■ **Source excerpt**:

Convert org.apache.avro.generic.GenericRecord to org.apache.spark.sql.Row

I have list of org.apache.avro.generic.GenericRecord, avro schemausing this we need to create dataframe with the help of SQLContext API, to create dataframe it needs RDD of org.apache.spark.sql.Row and avro schema. Pre-requisite to create DF is we should have RDD of org.apache.spark.sql.Row and it can be achieved using below code but some how it is not working and giving error, sample code.
1. Convert GenericRecord to Row
import org.apache.spark.sql.Row
import org.apache.spark.sql.catalyst.expressions.GenericRowWithSchema
import org.apache.avro.Schema
import org.apache.spark.sql.types.StructType
def convertGenericRecordToRow(genericRecords: Seq[GenericRecord], avroSchema: Schema, schemaType: StructType): Seq[Row] =
{
val fields = avroSchema.getFields
var rows = new Seq[Row]
for (avroRecord <- genericRecords) {
var avroFieldsSeq = Seq[Any]();
for (i <- 0 to fields.size - 1) {
avroFieldsSeq = avroFieldsSeq :+avroRecord.get(fields.get(i).name)
}
val avroFieldArr = avroFieldsSeq.toArray
val genericRow = new GenericRowWithSchema(avroFieldArr, schemaType)
rows = rows :+ genericRow
}
return rows;
}
2. Convert `Avro schema` to `Structtype`
Use `com.databricks.spark.avro.SchemaConverters -> toSqlType` function , it will convert avro schema to StructType
3. Create `Dataframe` using `SQLContext`
val rowSeq= convertGenericRecordToRow(genericRecords, avroSchema, schemaType)
val rowRdd = sc.parallelize(rowSeq, 1)
val finalDF =sqlContext.createDataFrame(rowRDD,structType)
But it is throwing an error at creation of DataFrame. Can someone please help me what is wrong in above code. Apart from this if someone has different logic for converting and creation of dataframe.

■ **Given instruction 1**: Translate this sentence from the forum post about converting Avro records into Spark rows into Spanish: "But it is throwing an error at creation of DataFrame."
■ **Given instruction 2**: Continue the forum post about converting Avro GenericRecord objects into Spark SQL rows, starting right after its final sentence.

■ **Provided data**:
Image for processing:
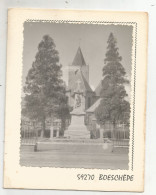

■ **Task result 1**: Pero está lanzando un error al crear el DataFrame.

■ **Task result 2**:
Whenever I will invoke any action on Dataframe, it will execute DAG and try to create DF object but in this it is failing with below exception as
ERROR TaskSetManager: Task 0 in stage 0.0 failed 4 times; aborting job
Error :Job aborted due to stage failure: Task 0 in stage 0.0 failed 4 times, most recent failure: Lost task 0.3 in stage 0.0 (TID 3, hdpoc-c01-r06-01, executor 1): java.io.InvalidClassException: org.apache.commons.lang3.time.FastDateFormat; local class incompatible: stream classdesc serialVersionUID = 2, local class serialVersionUID = 1
at java.io.ObjectStreamClass.initNonProxy(ObjectStreamClass.java:617)
at java.io.ObjectInputStream.readNonProxyDesc(ObjectInputStream.java:1622)
After this I am trying to give correct version jar in jar parameter of spark submit and with other parameter as --conf spark.driver.userClassPathFirst=true
but now it is failing with MapR as
ERROR CLDBRpcCommonUtils: Exception during init
java.lang.UnsatisfiedLinkError: com.mapr.security.JNISecurity.SetClusterOption(Ljava/lang/String;Ljava/lang/String;Ljava/lang/String;)
at com.mapr.security.JNISecurity.SetClusterOption(Native Method)
at com.mapr.baseutils.cldbutils.CLDBRpcCommonUtils.init(CLDBRpcCommonUtils.java:163)
at com.mapr.baseutils.cldbutils.CLDBRpcCommonUtils.<init>(CLDBRpcCommonUtils.java:73)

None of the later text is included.